### BLOC DE TEXTE

De Kiev à la Biennale de Venise, comment une galeriste a sauvé une œuvre d'art contemporain ukrainienne
Elle s'appelle Maria Lanko, elle est conservatrice ukrainienne d'une galerie d'art de Kiev et elle a décidé de mettre à l'abri des assauts russes l'oeuvre contemporaine de Pavlo Makov afin de l'exposer à la prochaine Biennale de Venise.
Sauvée de la guerre : une conservatrice ukrainienne d'une galerie d'art de Kiev a raconté mercredi 6 avril 2022 à New York son périple à travers l'Europe de l'Est pour mettre à l'abri et exposer à la prochaine Biennale de Venise l'oeuvre contemporaine du plasticien ukrainien Pavlo Makov.
Un long périple de Kiev à Venise
Accueillie à Manhattan par la galerie d'art de Jim Kempner, un Américain d'origine ukrainienne, Maria Lanko, qui tient la galerie The Naked Room (La Chambre nue) à Kiev, a relaté à des journalistes sa fuite d'Ukraine vers l'Italie fin février et début mars.
Dès l'invasion russe le 24 février 2022, la conservatrice charge sa voiture de plusieurs oeuvres d'art et d'une partie d'une installation monumentale d'un artiste ukrainien, Pavlo Makov, la Fontaine de l'Epuisement (Fountain of Exhaustion). Maria Lanko met alors le cap à l'Ouest pour six jours de voyage.

### ENTRÉES DE DONNÉES
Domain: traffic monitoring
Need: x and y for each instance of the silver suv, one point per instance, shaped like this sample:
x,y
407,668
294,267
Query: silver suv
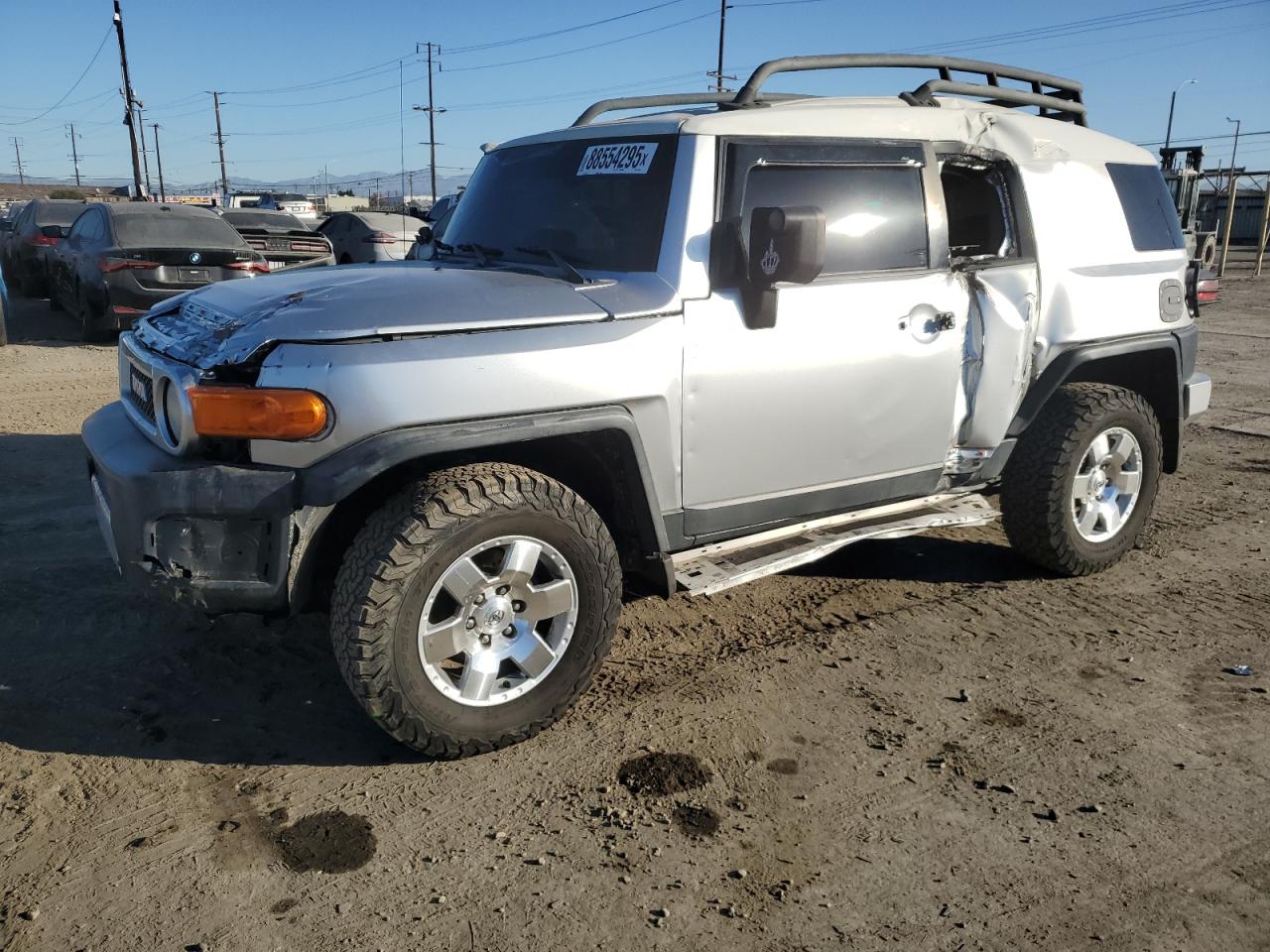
x,y
674,352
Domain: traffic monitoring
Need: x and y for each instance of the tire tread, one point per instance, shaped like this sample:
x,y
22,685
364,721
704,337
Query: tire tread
x,y
393,546
1035,483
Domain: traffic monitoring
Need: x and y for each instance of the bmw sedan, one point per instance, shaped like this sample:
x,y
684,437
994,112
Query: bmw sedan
x,y
117,261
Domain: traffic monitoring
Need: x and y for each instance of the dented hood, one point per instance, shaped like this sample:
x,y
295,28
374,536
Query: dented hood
x,y
229,321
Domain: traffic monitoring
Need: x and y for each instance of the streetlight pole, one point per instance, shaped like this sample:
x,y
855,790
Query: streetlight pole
x,y
1232,186
1173,100
1236,148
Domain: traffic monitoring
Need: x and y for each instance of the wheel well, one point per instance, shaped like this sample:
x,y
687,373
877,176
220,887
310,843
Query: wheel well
x,y
599,466
1152,372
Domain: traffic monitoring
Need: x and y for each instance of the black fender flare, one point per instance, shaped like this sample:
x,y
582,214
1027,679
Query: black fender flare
x,y
334,479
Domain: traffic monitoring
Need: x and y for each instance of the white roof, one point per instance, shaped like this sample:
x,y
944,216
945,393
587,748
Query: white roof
x,y
1021,135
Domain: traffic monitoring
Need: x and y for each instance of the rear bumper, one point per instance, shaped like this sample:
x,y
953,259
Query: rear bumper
x,y
130,298
216,536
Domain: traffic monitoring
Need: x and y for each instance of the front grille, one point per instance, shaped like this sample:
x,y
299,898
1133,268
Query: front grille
x,y
141,391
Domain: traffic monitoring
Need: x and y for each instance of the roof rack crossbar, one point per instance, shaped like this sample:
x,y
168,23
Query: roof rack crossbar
x,y
607,105
1001,95
1052,94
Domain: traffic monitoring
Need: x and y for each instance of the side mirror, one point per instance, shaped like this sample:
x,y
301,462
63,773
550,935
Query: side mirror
x,y
785,245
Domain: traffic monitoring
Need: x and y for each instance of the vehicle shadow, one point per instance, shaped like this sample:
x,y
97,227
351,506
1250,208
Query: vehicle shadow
x,y
33,322
90,665
929,558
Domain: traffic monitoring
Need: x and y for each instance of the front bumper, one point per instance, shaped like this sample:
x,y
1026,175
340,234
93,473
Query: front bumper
x,y
1197,394
216,536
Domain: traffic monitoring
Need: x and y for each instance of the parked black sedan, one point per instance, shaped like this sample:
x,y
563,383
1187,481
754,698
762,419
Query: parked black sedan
x,y
28,249
281,238
117,261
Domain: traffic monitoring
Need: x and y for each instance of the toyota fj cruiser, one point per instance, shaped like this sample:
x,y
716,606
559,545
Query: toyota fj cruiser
x,y
670,352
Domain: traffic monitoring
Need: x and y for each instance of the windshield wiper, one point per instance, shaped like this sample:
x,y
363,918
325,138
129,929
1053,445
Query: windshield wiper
x,y
483,253
572,273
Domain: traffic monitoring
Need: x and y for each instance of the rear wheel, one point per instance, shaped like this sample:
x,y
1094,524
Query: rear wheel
x,y
31,287
90,320
472,610
1080,483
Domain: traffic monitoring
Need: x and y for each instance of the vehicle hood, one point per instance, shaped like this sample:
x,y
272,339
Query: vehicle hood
x,y
229,321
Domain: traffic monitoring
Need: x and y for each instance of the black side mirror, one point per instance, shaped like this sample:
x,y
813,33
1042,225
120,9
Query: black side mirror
x,y
785,245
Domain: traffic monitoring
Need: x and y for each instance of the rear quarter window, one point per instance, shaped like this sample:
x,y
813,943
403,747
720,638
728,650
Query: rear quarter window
x,y
1148,208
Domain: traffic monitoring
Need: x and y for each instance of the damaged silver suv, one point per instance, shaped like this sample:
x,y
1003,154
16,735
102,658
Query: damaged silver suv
x,y
679,350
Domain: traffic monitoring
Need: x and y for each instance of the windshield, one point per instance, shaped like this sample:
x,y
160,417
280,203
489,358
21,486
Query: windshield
x,y
162,230
597,203
263,220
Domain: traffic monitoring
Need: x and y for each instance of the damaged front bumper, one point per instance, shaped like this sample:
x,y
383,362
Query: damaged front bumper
x,y
217,536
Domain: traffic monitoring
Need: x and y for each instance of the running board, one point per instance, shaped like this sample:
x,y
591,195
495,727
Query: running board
x,y
721,565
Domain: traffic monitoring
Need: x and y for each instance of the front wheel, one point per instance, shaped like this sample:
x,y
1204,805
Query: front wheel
x,y
1080,483
472,610
90,318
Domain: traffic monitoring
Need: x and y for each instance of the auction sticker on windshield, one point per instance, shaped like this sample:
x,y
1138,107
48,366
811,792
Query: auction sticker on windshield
x,y
617,159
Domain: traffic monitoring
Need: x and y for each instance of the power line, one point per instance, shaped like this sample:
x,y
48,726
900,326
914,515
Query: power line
x,y
1151,14
73,85
497,44
1205,139
344,77
17,149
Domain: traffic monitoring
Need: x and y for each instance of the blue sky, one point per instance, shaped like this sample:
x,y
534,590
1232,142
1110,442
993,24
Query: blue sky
x,y
316,82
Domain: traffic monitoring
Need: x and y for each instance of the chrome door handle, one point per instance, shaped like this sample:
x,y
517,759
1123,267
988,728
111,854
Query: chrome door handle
x,y
938,321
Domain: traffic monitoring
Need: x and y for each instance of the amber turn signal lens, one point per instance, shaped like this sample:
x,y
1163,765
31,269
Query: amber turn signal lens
x,y
250,413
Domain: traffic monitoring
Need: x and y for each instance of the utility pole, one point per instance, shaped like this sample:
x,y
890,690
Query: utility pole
x,y
220,145
1264,231
17,149
1234,149
127,102
722,24
163,194
73,153
432,109
145,160
1230,193
1173,99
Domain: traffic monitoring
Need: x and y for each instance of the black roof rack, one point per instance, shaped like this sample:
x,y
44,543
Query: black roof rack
x,y
607,105
1056,96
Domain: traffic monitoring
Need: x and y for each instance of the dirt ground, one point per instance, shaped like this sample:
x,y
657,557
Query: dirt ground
x,y
169,782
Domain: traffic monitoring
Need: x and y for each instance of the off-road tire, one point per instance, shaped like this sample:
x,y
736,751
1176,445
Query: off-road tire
x,y
1037,484
398,557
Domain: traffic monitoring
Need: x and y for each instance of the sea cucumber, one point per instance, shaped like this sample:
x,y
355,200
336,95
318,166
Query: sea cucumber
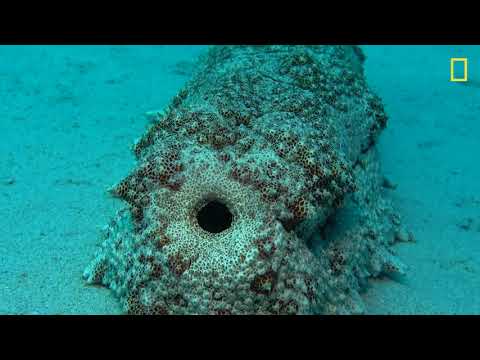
x,y
257,191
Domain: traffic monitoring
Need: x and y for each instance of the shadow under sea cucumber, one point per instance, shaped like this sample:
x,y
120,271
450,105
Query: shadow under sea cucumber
x,y
257,191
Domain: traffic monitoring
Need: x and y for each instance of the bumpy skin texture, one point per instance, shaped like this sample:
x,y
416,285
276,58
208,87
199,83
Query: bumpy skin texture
x,y
282,136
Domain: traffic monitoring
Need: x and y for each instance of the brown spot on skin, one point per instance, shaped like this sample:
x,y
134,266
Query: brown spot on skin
x,y
178,265
288,308
265,283
161,241
266,247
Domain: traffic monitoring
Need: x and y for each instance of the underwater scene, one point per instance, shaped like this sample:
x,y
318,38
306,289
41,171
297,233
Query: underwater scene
x,y
269,180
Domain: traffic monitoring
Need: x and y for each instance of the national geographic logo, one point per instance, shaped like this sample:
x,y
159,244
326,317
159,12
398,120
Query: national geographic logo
x,y
459,73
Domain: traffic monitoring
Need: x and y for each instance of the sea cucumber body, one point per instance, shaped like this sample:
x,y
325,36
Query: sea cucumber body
x,y
284,137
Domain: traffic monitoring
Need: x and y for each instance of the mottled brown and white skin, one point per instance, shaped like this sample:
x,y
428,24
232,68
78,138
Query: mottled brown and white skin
x,y
257,191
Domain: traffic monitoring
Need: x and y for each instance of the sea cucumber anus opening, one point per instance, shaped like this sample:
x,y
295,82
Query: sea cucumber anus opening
x,y
214,217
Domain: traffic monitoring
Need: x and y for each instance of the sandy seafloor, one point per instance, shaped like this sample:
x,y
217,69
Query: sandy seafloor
x,y
69,114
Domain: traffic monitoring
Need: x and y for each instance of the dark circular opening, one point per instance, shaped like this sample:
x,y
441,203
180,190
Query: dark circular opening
x,y
214,217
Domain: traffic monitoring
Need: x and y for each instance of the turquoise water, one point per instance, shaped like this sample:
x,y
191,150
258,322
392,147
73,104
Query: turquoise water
x,y
69,115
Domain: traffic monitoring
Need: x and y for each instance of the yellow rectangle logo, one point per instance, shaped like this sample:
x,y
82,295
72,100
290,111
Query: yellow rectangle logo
x,y
465,69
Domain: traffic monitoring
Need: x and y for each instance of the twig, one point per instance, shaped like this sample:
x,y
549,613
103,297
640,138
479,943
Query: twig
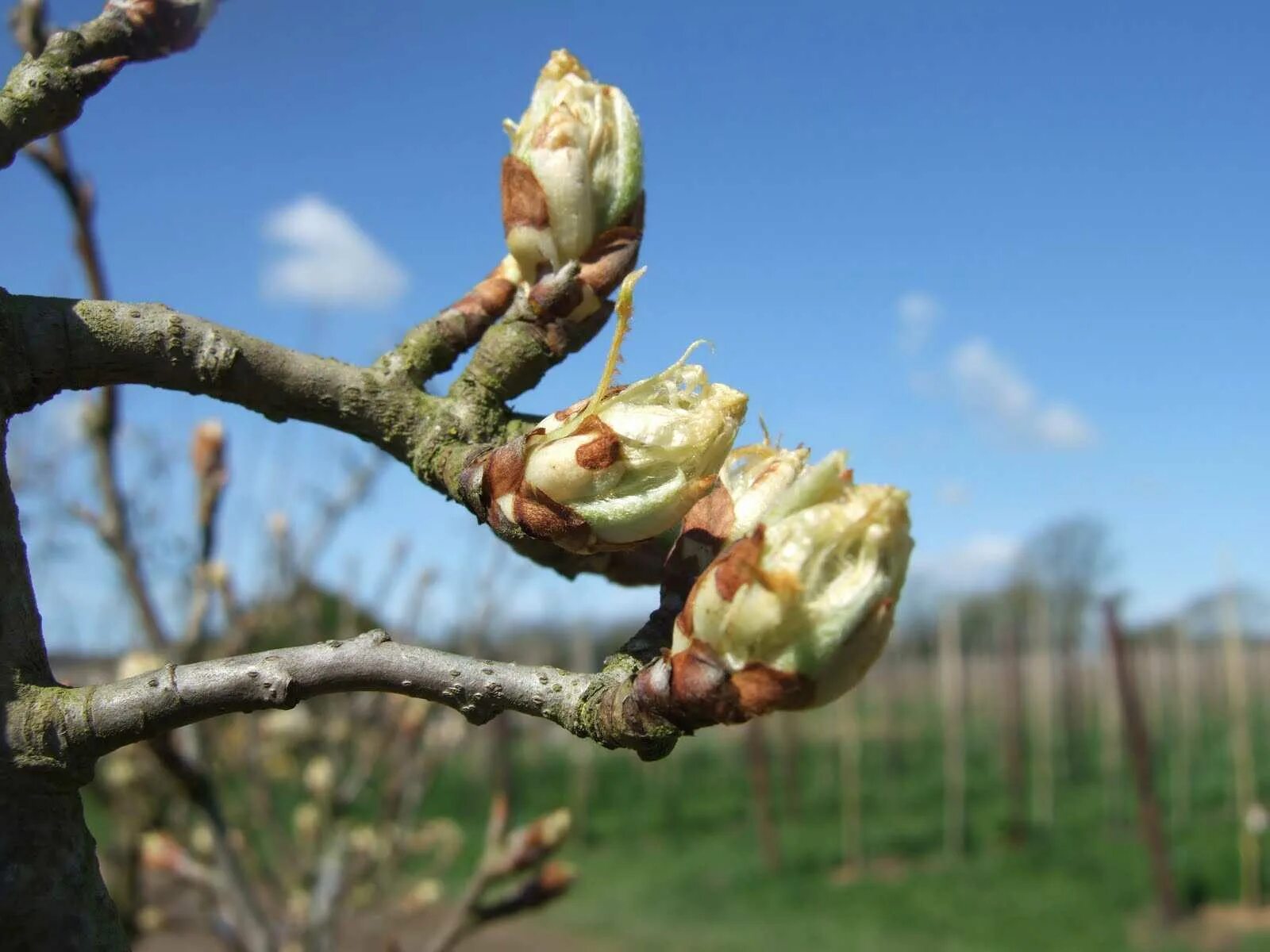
x,y
46,92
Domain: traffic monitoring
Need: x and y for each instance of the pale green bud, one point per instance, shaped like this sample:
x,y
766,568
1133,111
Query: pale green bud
x,y
581,143
753,478
802,607
619,469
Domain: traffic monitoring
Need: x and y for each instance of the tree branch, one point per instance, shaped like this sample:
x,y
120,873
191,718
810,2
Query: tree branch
x,y
98,719
46,92
54,344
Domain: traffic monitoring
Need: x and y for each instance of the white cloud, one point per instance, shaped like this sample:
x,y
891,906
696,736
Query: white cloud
x,y
979,562
327,259
992,390
918,314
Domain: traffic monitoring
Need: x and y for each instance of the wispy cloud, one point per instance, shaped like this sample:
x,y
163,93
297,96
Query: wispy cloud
x,y
327,259
999,395
918,314
979,562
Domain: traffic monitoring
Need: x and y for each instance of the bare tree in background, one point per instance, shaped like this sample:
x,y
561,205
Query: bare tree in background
x,y
1070,560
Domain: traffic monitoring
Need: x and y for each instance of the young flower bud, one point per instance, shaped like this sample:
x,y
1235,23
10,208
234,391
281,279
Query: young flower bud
x,y
619,469
575,168
795,612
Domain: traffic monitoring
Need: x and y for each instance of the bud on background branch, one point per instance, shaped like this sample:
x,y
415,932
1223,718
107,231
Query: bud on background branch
x,y
575,168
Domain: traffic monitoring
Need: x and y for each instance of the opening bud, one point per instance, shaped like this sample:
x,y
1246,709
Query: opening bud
x,y
619,469
793,613
575,167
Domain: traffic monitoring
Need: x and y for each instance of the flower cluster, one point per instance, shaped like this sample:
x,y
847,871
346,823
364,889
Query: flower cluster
x,y
799,605
781,581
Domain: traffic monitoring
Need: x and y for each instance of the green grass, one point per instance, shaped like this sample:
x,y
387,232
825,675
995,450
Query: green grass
x,y
670,860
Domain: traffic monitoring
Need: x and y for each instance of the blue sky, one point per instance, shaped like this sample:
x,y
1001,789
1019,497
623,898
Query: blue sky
x,y
1013,257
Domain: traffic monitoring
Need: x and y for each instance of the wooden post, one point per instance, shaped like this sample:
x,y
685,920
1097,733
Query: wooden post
x,y
761,793
791,749
1138,748
952,701
1041,692
1110,736
850,755
1184,683
1241,749
1013,725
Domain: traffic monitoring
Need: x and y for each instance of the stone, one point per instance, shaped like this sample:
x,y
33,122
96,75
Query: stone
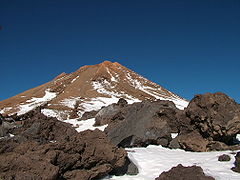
x,y
184,173
45,148
216,116
237,163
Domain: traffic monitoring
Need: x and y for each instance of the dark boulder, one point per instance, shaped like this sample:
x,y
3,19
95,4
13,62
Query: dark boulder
x,y
184,173
192,142
224,157
139,124
216,116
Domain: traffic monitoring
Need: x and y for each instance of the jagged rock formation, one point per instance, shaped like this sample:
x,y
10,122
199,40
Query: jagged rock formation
x,y
237,163
152,122
184,173
89,88
45,148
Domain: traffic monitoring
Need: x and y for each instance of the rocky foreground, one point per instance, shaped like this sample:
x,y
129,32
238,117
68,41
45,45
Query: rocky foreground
x,y
45,148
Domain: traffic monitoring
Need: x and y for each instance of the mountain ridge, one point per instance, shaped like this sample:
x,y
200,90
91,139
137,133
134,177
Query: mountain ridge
x,y
88,88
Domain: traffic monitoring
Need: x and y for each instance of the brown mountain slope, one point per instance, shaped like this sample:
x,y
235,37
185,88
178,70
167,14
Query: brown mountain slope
x,y
89,88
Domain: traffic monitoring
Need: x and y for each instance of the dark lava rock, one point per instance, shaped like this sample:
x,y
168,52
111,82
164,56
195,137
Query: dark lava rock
x,y
216,116
184,173
45,148
224,157
139,124
237,163
111,114
192,142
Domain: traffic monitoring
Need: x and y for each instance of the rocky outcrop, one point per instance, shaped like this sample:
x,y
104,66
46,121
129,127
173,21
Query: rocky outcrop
x,y
237,163
138,124
45,148
184,173
224,158
216,116
209,123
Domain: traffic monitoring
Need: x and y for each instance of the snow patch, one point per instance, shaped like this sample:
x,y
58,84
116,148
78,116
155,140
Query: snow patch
x,y
173,135
54,113
94,104
180,104
70,102
85,125
75,79
5,109
153,160
238,137
35,102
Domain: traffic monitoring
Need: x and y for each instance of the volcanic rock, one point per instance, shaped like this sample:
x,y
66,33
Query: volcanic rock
x,y
139,124
45,148
237,163
216,116
184,173
192,142
89,88
224,157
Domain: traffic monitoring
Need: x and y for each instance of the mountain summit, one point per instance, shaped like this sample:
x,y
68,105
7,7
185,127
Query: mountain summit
x,y
88,88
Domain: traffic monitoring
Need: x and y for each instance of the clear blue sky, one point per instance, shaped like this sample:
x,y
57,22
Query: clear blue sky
x,y
187,46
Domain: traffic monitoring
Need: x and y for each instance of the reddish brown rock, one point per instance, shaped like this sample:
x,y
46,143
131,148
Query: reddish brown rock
x,y
45,148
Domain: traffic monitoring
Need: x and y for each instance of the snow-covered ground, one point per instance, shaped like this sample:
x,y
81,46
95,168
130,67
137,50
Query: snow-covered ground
x,y
153,160
85,125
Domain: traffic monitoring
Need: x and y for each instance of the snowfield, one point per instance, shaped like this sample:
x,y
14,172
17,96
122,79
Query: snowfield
x,y
153,160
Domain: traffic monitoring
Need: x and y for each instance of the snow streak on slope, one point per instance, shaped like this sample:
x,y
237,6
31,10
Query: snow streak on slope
x,y
153,160
85,125
36,102
88,88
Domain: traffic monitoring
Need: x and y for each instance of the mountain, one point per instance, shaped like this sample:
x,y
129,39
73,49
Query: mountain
x,y
88,88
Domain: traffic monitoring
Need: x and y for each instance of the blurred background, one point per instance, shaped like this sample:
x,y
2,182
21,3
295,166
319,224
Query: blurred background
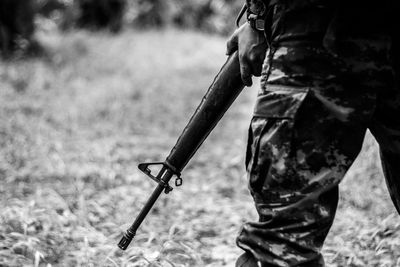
x,y
91,88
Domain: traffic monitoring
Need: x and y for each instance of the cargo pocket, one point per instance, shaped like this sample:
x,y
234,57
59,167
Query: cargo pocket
x,y
280,102
271,134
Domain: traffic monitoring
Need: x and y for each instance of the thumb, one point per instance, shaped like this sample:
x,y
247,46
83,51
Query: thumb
x,y
232,44
245,71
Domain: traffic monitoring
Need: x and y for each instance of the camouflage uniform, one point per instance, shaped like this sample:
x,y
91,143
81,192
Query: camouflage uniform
x,y
323,85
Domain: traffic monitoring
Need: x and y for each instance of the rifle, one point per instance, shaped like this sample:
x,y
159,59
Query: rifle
x,y
223,91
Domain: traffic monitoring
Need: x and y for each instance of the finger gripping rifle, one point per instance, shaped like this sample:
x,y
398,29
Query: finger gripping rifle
x,y
225,88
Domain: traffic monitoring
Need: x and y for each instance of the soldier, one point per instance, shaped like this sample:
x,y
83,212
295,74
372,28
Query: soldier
x,y
327,75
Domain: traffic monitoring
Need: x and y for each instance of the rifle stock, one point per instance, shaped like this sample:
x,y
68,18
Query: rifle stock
x,y
225,88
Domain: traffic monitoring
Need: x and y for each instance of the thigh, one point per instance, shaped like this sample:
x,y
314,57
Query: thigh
x,y
299,152
386,129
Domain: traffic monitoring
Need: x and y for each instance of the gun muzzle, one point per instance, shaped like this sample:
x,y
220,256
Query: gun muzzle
x,y
126,239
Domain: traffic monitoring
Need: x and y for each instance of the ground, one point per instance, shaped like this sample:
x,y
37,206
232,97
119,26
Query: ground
x,y
75,124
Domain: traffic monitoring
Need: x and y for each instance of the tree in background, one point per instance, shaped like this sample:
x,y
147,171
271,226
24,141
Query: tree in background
x,y
16,26
97,14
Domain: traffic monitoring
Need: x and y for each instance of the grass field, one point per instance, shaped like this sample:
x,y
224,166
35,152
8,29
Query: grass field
x,y
75,124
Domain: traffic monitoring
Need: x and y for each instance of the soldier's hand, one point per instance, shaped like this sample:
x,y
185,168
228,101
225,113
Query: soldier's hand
x,y
251,46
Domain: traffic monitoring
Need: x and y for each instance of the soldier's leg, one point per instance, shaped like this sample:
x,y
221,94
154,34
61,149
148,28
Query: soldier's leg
x,y
386,129
296,165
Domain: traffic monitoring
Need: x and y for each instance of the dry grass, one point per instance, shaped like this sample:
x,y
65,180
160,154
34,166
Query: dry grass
x,y
74,126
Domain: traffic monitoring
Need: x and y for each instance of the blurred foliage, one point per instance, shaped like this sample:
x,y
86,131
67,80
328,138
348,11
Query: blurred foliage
x,y
215,16
16,25
18,18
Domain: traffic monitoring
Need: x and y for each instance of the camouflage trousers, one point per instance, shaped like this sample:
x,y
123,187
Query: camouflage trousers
x,y
310,119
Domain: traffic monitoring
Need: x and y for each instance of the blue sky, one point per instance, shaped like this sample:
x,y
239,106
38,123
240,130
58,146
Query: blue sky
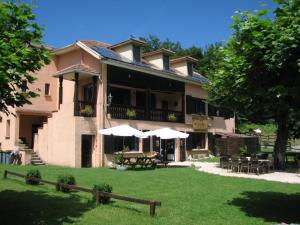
x,y
191,22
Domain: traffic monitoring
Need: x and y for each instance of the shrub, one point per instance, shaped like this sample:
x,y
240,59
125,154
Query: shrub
x,y
33,173
105,188
66,179
118,158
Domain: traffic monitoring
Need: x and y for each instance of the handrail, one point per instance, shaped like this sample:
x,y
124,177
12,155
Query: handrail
x,y
98,194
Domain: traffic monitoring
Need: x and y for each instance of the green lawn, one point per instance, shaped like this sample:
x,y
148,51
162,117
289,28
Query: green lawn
x,y
187,196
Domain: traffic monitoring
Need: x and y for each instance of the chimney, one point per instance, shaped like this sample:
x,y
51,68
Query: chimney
x,y
130,49
184,65
159,58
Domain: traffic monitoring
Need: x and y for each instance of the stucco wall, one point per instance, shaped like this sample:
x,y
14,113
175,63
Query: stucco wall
x,y
8,143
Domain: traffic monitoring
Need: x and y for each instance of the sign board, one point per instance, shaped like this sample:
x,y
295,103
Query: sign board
x,y
200,123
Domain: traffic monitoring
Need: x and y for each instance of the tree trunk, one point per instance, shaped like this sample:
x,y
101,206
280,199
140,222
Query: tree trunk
x,y
281,143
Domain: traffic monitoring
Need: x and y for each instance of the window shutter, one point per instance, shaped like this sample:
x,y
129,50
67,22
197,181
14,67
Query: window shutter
x,y
188,104
136,54
166,62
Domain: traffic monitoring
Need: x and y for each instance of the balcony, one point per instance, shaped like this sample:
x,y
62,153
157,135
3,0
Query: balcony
x,y
138,113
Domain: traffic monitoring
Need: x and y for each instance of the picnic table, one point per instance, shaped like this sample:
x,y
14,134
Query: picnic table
x,y
142,161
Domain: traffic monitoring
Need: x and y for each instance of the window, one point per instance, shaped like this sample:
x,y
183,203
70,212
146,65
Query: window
x,y
136,54
195,105
24,86
166,62
190,68
7,129
140,99
88,92
47,89
120,96
195,141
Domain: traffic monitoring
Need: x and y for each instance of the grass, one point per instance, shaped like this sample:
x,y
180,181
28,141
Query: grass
x,y
188,197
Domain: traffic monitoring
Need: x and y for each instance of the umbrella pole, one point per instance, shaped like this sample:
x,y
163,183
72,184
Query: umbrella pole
x,y
123,143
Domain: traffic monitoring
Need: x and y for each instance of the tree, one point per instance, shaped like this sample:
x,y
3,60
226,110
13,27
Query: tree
x,y
21,54
259,74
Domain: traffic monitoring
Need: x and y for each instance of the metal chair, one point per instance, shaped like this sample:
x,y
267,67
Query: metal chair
x,y
244,164
256,166
235,164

### À FAIRE
[a] Répondez à ces questions sur le texte consacré à l'œuvre de Pavlo Makov :
(i) Comment s'appelle la galerie que Maria Lanko tient à Kiev ?
(ii) Combien de jours dure son voyage vers l'Ouest ?
(iii) Dans quelle ville raconte-t-elle son périple le 6 avril 2022 ?
[b] Prolongez le texte consacré à l'œuvre de Pavlo Makov après sa dernière phrase.
Les données forment un matériau distinct du texte.

### RÉPONSES DANS L'ORDRE
[a]
(i) The Naked Room (La Chambre nue).
(ii) Six jours.
(iii) New York.

[b]
Elle franchit difficilement la frontière, fonce à travers la Roumanie, la Hongrie et l'Autriche, avant d'atteindre Venise et d'y déposer la Fontaine de l'Epuisement qui sera exposée au public à la 59ème Biennale d'art, dont le début est prévu le 23 avril 2022.
Pas de pavillon russe à la Biennale
80 pays, dont l'Ukraine, auront un pavillon d'exposition mais celui de Moscou sera fermé, boycotté par ses propres artistes et commissaire, qui protestent contre le conflit. Arrivée sans casse à Venise, la Fontaine de l'Epuisement a été remontée sur place.
L'oeuvre de Pavlo Makov est formée d'un immense socle sur lequel sont montés 78 entonnoirs disposés en hauteur et en triangle avec un dispositif d'alimentation et de ruissellement de l'eau de haut en bas. Seulement quelques gouttes s'écoulent sur le socle de la fontaine pour "symboliser l'épuisement" face à la guerre, a expliqué MariaLanko. Intransportable, cette base de l'installation a été refabriquée dans un atelier de Milan.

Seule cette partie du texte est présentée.